WRITTEN TASK
Show every line in the entries below that contains the word "green", matching case exactly.

(Excerpts from a point labeling dataset)

◆ ◆ ◆ ◆

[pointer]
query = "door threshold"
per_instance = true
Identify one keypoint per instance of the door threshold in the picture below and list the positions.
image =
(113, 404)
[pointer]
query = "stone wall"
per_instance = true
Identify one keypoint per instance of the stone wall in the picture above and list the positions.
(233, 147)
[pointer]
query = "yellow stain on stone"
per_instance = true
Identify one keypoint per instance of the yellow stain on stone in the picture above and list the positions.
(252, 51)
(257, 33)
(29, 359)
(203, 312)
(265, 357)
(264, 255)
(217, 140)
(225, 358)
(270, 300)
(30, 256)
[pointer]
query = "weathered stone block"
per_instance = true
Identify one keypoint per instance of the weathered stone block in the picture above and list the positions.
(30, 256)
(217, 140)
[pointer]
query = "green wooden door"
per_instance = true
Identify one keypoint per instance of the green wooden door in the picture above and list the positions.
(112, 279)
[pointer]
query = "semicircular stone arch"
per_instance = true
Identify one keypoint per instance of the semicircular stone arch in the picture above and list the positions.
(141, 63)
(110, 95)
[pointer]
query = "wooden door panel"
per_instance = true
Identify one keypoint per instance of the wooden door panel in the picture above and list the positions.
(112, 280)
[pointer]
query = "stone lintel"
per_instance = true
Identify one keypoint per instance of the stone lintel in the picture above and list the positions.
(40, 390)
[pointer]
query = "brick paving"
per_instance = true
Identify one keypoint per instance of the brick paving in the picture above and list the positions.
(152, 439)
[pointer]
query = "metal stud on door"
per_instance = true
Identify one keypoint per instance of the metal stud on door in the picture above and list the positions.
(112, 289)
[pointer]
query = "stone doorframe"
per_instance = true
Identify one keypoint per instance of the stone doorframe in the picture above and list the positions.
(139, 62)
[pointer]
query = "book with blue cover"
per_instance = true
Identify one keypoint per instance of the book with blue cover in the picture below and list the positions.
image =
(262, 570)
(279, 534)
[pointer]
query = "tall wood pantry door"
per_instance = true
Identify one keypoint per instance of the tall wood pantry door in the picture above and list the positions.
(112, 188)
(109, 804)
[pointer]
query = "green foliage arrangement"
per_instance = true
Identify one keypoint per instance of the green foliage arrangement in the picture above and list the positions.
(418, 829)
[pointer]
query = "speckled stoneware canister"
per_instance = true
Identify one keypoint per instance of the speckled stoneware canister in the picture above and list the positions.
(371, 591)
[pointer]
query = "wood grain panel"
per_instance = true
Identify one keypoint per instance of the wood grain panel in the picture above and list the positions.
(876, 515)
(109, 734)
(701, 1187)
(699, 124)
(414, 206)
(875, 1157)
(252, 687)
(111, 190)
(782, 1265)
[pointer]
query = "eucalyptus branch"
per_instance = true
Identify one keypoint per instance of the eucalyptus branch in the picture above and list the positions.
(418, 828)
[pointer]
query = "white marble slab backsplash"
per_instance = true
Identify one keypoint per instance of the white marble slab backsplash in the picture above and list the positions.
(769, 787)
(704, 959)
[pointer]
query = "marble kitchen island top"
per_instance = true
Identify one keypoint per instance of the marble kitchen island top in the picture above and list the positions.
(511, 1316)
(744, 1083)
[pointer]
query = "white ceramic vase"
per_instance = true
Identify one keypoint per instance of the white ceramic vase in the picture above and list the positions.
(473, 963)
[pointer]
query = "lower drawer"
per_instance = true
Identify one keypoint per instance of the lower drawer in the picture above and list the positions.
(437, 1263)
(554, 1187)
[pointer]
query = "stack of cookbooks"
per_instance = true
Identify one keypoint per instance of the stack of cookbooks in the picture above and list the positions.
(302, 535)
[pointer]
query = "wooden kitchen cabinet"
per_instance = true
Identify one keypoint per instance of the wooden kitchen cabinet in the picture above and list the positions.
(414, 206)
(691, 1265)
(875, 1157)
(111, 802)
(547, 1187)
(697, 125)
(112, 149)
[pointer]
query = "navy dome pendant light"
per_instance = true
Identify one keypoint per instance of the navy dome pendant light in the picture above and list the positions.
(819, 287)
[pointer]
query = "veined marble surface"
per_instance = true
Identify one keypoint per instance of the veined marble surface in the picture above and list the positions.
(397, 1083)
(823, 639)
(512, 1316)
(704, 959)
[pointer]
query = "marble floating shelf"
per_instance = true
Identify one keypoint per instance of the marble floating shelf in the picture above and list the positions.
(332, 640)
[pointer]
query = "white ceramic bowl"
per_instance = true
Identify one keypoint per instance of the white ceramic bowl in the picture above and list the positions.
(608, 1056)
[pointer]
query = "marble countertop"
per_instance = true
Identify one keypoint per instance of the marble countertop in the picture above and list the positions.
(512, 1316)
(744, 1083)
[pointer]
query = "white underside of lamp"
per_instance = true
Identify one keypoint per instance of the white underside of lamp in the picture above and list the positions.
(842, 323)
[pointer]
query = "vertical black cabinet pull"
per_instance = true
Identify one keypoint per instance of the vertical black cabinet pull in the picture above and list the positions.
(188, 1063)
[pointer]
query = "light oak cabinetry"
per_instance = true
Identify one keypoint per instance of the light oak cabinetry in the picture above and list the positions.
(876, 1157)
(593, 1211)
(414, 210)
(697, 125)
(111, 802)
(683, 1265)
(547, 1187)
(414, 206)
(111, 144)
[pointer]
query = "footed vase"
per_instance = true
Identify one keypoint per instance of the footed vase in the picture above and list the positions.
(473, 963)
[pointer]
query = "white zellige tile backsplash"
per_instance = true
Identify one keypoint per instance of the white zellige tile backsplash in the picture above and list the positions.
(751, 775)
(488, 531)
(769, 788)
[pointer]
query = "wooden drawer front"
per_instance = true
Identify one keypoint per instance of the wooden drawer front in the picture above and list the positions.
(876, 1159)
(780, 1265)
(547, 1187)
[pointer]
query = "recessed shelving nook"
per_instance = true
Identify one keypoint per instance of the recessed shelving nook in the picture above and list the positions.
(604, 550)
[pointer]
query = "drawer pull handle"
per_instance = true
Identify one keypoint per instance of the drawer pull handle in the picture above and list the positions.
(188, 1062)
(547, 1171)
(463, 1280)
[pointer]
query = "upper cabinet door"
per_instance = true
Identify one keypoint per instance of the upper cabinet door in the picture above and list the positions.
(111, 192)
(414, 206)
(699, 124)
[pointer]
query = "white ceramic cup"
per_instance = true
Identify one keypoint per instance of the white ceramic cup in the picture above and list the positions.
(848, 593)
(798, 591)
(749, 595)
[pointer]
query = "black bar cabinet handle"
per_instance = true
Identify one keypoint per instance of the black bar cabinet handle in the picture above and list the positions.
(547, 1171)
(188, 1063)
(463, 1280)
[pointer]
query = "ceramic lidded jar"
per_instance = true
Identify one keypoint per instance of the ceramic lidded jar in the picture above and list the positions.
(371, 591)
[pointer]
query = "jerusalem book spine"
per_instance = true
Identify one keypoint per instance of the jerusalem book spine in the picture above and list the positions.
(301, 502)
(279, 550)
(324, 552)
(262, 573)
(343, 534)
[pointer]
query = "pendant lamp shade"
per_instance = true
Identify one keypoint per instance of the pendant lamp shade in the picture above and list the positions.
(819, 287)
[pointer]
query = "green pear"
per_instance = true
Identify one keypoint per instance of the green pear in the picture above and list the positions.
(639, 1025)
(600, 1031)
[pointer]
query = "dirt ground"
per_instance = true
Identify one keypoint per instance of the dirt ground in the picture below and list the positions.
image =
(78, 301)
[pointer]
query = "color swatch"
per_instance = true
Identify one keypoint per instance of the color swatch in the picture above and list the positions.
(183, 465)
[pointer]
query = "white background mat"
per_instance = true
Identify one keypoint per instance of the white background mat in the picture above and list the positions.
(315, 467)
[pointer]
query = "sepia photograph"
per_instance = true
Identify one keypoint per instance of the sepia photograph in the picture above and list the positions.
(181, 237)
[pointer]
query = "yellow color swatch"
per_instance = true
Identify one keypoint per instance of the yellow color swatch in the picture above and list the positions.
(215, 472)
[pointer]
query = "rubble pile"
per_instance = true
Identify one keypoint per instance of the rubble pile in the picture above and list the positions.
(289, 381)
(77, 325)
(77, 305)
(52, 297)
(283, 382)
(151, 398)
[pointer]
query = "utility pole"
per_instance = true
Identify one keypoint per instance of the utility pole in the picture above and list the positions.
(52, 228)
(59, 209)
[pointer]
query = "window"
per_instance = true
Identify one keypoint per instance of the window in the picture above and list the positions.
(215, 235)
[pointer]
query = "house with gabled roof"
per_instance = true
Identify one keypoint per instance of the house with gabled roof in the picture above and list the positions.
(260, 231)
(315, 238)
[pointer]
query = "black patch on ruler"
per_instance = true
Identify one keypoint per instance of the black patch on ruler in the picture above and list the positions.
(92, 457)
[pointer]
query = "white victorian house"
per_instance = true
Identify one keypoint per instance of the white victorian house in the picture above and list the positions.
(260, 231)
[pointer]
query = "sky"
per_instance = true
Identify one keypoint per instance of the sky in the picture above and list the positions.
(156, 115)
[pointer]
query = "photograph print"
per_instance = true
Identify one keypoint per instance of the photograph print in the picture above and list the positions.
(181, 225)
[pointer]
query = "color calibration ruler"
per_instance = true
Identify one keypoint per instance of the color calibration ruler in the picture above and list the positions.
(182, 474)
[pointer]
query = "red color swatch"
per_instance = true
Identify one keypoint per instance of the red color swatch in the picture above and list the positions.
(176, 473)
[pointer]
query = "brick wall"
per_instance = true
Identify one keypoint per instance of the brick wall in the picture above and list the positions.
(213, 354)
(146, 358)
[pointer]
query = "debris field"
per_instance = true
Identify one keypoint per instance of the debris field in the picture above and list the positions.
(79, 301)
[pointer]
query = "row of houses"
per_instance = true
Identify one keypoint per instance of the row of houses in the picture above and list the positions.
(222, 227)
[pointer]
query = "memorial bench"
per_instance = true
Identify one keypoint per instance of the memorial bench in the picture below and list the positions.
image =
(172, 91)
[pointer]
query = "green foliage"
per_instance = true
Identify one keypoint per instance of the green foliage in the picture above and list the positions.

◆ ◆ ◆ ◆

CORRECT ANSWER
query = "green wooden door"
Identify one keypoint per instance of the green wooden door in the picture above and list the positions.
query = "green foliage arrangement"
Identify one keypoint per instance of the green foliage arrangement in the picture above and list the positions.
query = "green pear"
Identify one keypoint per instance of the green pear in the picture above and list the positions.
query = "green foliage"
Identify one keypoint per instance of the green foliage in the picture above and list the positions.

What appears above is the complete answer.